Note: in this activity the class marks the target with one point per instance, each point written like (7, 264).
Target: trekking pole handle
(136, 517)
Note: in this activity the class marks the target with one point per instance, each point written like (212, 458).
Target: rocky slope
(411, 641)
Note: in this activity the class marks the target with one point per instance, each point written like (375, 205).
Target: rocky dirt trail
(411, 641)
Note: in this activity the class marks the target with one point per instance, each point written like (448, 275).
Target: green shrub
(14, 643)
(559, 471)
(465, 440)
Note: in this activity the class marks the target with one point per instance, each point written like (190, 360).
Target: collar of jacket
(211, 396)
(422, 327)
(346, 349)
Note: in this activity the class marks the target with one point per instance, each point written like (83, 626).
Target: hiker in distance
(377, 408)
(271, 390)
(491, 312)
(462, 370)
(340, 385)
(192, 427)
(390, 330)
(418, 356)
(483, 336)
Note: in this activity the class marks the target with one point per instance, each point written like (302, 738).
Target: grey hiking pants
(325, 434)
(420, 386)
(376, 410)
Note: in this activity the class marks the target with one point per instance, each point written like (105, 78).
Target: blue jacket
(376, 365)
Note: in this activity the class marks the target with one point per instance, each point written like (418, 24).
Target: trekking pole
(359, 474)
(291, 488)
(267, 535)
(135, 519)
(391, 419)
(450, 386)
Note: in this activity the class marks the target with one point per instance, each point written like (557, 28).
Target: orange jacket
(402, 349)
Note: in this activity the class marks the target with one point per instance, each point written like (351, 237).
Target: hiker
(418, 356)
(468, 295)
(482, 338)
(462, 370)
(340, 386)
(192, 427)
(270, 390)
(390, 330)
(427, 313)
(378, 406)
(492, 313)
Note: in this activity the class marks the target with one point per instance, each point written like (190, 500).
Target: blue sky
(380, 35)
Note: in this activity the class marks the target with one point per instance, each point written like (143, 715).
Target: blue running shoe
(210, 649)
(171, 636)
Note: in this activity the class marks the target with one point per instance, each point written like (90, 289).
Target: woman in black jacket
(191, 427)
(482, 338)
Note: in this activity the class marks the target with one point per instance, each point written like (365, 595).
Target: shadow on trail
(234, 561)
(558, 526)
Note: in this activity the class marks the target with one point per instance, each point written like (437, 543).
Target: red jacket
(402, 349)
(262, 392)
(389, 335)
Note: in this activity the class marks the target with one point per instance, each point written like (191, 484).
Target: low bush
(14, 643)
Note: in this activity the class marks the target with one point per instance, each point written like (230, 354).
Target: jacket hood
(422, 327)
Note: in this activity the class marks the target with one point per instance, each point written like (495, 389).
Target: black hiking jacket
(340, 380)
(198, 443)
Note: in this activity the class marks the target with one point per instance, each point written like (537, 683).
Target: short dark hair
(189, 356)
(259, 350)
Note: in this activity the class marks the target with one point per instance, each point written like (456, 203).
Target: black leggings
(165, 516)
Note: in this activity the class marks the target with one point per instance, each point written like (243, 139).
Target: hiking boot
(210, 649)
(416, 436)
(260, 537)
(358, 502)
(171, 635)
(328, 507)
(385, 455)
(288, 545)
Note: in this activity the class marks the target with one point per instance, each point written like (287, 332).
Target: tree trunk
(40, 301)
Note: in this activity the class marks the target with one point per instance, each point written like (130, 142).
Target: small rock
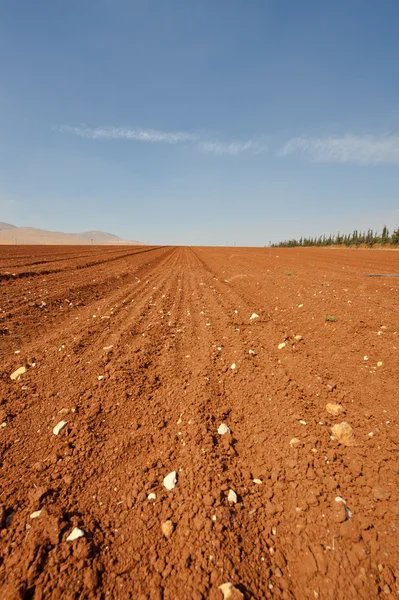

→ The exercise: Copy the data exactly. Any picture it contains is to be omitted.

→ Task result:
Note: in this activity the class marks the target with one point per instance, each point written like (7, 264).
Target: trekking pole handle
(136, 517)
Note: in this activity the class marks the target with one point per instance, each point written like (212, 458).
Target: rocky slope
(411, 641)
Note: in this activity the class marks the target with one point per instance, each point written like (375, 205).
Target: rocky dirt trail
(411, 641)
Note: in this activity the class marks the target with one point per instance, each point written like (448, 275).
Target: green shrub
(14, 643)
(559, 471)
(465, 440)
Note: in this activity the class marks the target with one point per instance, each point written like (190, 360).
Target: collar of jacket
(211, 396)
(422, 327)
(346, 349)
Note: in this activity the class marks the target with one point per instance, each point written like (83, 626).
Target: hiker in distance
(377, 408)
(271, 390)
(491, 312)
(462, 370)
(340, 385)
(192, 427)
(390, 330)
(418, 356)
(483, 336)
Note: in this activity the class marks the target with one point per instance, each point written like (302, 738).
Target: grey hiking pants
(325, 434)
(420, 386)
(376, 410)
Note: in this activity the class marks the target with one point per instance, each point written like (105, 78).
Target: blue jacket
(376, 365)
Note: in this activity the class marks the target with one point per instance, each point written like (418, 24).
Target: trekking pole
(359, 474)
(291, 488)
(267, 535)
(135, 519)
(391, 419)
(450, 386)
Note: in this activity the class marks the target with one point per instance, each point written like (557, 28).
Target: orange jacket
(402, 349)
Note: in this activity the class marks the target with one point per instance, each point written like (351, 237).
Target: hiker
(418, 356)
(468, 295)
(482, 338)
(462, 370)
(340, 386)
(192, 427)
(270, 390)
(390, 330)
(427, 313)
(378, 406)
(492, 313)
Note: in this activity the class marks the target with one point per instance, each point written like (190, 500).
Target: blue sky
(380, 35)
Note: in this activity the class marks the target with one point per instance, each point written like (143, 715).
Target: blue running shoe
(210, 649)
(171, 636)
Note: in this activity the class marks the target with one point per instance, each point written like (90, 289).
Target: woman in black jacket
(191, 427)
(482, 338)
Note: in this activity the class marks the target with one point per instance, each point written like (365, 595).
Target: shadow on trail
(234, 561)
(558, 526)
Note: in this activity the class marks the target with one point per instance, each point written like (437, 543).
Target: red jacket
(402, 349)
(262, 392)
(389, 335)
Note: in this activity the class marks the target with one point per instance, each point written like (191, 484).
Target: low bush
(14, 643)
Note: in this activity the class marks the target with one point per instance, each point written like (230, 354).
Target: jacket hood
(422, 327)
Note: in this activity the class marks the target with one point per instance, each point written like (495, 389).
Target: black hiking jacket
(340, 380)
(198, 443)
Note: in this activity the class marks the target with one point per instance, each point written like (537, 683).
Target: short dark hair
(189, 356)
(259, 350)
Note: in this activity the class marks the target with one point per instance, each point written like (456, 203).
Target: black leggings
(165, 516)
Note: in this activity the class marks the target with one point per instance, each point written like (243, 139).
Target: hiking boot
(210, 649)
(416, 436)
(260, 537)
(358, 502)
(171, 635)
(328, 507)
(385, 455)
(288, 545)
Note: in this activity the class marks the target with one point per instance, each point written like (287, 332).
Target: tree trunk
(40, 301)
Note: in this activity the class marks the target with one point per instance, each point written like (130, 142).
Target: small rock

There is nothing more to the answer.